··· Selected excerpt

On Mon, Jul 29, 2019 at 07:23:35AM -0400, Brian Foster wrote:
> On Mon, Jul 29, 2019 at 12:50:11PM +0900, Tetsuo Handa wrote:
> > Dave Chinner wrote:
> > > > > But I have to ask: what is causing the IO to fail? OOM conditions
> > > > > should not cause writeback errors - XFS will retry memory
> > > > > allocations until they succeed, and the block layer is supposed to
> > > > > be resilient against memory shortages, too. Hence I'd be interested
> > > > > to know what is actually failing here...
> > > > 
> > > > Yeah. It is strange that this problem occurs when close-to-OOM.
> > > > But no failure messages at all (except OOM killer messages and writeback
> > > > error messages).
> > > 
> > > Perhaps using things like trace_kmalloc and friends to isolate the
> > > location of memory allocation failures would help....
> > > 
> > 
> > I checked using below diff, and confirmed that XFS writeback failure is triggered by ENOMEM.
> > 
> > When fsync() is called, xfs_submit_ioend() is called. xfs_submit_ioend() invokes
> > xfs_setfilesize_trans_alloc(), but xfs_trans_alloc() fails with -ENOMEM because
> > xfs_log_reserve() from xfs_trans_reserve() fails with -ENOMEM because
> > xlog_ticket_alloc() is using KM_SLEEP | KM_MAYFAIL which is mapped to
> > GFP_NOFS|__GFP_NOWARN|__GFP_RETRY_MAYFAIL|__GFP_COMP which will fail under close-to-OOM.
> > 
> > As a result, bio_endio() is immediately called due to -ENOMEM, and
> > xfs_destroy_ioend() from xfs_end_bio() from bio_endio() is printing
> > writeback error message due to -ENOMEM error.
> > (By the way, why not to print error code when printing writeback error message?)
> > 
> > ----------------------------------------
> 
> Ah, that makes sense. Thanks for tracking that down Tetsuo. For context,
> it looks like that flag goes back to commit eb01c9cd87 ("[XFS] Remove
> the xlog_ticket allocator") that replaces some old internal ticket
> allocation mechanism (that I'm not familiar with) with a standard kmem
> cache.
> 
> ISTM we can just remove that KM_MAYFAIL from ticket allocation. We're
> already in NOFS context in this particular caller (writeback), though
> that's probably not the case for most other transaction allocations. If
> we had a reason to get more elaborate, I suppose we could conditionalize
> use of the KM_MAYFAIL flag and/or lift bits of ticket allocation to
> earlier in xfs_trans_alloc(), but it's not clear to me that's necessary.
> Dave?

······
··· Entries supplied

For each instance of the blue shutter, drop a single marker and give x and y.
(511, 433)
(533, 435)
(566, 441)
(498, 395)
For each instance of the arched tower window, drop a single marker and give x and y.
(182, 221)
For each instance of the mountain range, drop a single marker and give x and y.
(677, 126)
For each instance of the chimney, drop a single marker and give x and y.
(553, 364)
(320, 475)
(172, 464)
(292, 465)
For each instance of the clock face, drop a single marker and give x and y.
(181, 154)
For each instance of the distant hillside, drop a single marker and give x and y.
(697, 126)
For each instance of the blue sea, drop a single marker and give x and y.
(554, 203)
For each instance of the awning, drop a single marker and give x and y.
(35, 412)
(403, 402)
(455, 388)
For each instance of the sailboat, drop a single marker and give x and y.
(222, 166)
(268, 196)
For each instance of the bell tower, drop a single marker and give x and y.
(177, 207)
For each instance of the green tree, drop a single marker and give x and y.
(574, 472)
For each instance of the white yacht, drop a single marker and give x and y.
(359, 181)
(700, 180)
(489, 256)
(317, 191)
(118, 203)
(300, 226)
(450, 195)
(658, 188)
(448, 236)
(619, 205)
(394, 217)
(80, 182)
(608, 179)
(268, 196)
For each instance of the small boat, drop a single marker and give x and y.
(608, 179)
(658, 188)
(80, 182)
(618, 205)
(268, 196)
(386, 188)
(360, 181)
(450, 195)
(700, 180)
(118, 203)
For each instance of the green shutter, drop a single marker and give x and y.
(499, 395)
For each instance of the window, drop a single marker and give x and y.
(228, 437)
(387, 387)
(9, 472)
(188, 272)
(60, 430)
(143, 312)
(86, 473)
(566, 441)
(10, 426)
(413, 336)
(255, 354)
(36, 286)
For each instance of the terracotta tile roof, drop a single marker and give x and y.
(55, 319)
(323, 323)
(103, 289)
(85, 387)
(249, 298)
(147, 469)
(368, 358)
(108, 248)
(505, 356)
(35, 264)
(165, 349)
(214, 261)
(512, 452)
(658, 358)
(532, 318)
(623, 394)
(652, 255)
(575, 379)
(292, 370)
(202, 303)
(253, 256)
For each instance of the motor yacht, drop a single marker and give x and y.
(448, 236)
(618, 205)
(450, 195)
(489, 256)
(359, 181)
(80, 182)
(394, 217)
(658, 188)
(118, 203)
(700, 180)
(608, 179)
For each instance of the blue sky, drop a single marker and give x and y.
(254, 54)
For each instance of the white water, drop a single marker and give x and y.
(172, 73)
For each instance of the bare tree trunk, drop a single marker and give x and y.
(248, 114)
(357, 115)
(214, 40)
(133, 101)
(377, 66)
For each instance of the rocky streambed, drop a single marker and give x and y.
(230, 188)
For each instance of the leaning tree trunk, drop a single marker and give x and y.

······

- Set task: Could you copy word for word the stretch of the XFS writeback thread above from "On Mon, Jul 29, 2019 at 07:23:35AM" through "actually failing here..."?

- Result of the task:
On Mon, Jul 29, 2019 at 07:23:35AM -0400, Brian Foster wrote:
> On Mon, Jul 29, 2019 at 12:50:11PM +0900, Tetsuo Handa wrote:
> > Dave Chinner wrote:
> > > > > But I have to ask: what is causing the IO to fail? OOM conditions
> > > > > should not cause writeback errors - XFS will retry memory
> > > > > allocations until they succeed, and the block layer is supposed to
> > > > > be resilient against memory shortages, too. Hence I'd be interested
> > > > > to know what is actually failing here...